**Exercise requirements**.
Arrange the listing from the line containing "every stone curb" down to the line containing "[293,912,331,955]" as a two-column CSV headed request and answer, one row per request. Put each value in a single quoted field, with line breaks turned into spaces.

Part of a data file:
---------------
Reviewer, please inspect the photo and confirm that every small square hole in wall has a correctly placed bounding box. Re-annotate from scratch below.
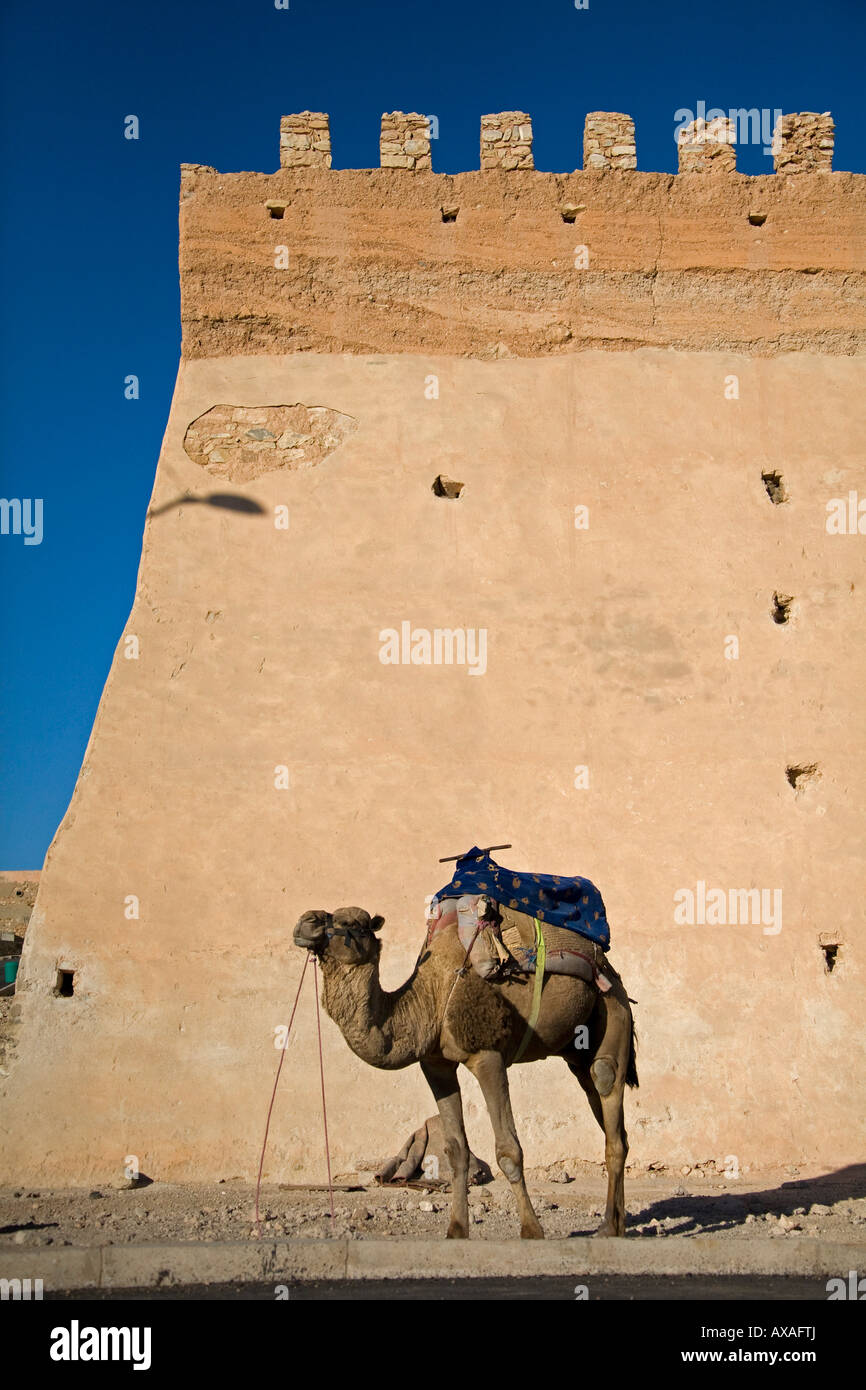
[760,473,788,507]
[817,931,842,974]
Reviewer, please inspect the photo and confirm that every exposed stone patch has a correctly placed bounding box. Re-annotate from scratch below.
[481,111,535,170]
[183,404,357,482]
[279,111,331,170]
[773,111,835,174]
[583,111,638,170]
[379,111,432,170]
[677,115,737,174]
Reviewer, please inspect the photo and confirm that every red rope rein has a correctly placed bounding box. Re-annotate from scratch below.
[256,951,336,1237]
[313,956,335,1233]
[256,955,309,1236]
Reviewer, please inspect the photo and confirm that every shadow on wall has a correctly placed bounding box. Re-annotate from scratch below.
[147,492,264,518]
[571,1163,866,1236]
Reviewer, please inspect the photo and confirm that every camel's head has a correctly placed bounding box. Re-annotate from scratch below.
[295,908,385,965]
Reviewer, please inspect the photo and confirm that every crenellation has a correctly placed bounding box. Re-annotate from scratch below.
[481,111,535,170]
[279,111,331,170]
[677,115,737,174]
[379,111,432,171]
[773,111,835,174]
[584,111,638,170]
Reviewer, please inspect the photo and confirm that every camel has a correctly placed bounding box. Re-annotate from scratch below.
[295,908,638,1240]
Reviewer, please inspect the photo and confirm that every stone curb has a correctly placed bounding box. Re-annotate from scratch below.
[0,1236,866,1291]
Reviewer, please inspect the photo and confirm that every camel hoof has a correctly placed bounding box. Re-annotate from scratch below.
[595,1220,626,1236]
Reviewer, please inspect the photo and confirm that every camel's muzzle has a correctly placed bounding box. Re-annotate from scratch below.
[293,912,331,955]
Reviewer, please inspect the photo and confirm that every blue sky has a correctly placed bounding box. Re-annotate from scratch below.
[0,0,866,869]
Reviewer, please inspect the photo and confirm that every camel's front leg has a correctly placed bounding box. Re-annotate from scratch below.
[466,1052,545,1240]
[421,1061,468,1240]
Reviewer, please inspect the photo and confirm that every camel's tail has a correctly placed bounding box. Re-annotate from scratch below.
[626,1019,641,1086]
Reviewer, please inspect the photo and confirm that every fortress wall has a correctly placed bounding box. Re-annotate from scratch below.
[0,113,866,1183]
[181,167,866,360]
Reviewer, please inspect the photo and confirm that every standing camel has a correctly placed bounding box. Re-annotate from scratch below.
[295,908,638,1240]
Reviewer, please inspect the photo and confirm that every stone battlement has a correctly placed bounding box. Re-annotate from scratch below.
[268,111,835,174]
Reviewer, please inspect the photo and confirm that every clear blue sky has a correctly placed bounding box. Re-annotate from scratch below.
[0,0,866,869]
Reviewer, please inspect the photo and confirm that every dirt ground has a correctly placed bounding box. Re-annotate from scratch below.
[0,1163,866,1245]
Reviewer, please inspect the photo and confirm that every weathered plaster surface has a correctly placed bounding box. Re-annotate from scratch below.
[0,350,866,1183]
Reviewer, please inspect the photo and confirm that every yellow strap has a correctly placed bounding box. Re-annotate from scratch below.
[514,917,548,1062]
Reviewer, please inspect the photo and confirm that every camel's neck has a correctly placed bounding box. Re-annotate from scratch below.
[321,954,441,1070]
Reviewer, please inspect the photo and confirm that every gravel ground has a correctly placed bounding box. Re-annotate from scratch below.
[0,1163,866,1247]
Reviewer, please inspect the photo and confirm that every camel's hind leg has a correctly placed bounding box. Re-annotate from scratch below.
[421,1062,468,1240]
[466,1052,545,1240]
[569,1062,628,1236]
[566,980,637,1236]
---------------
**Exercise response**.
request,answer
"Reviewer, please inspect the photo and confirm that every stone curb has a correctly placed bounding box. Re-annotate from scratch below.","[0,1236,866,1291]"
"Reviewer, please inspect the photo and confirm that every camel hoof has a correctly placed bounding box. Re-annotate from scratch below.","[595,1220,626,1236]"
"Reviewer, please inspect the photo and confirm that every camel's muzzle has a correctly placed bounding box. Re-annotate from scratch below.","[293,912,331,955]"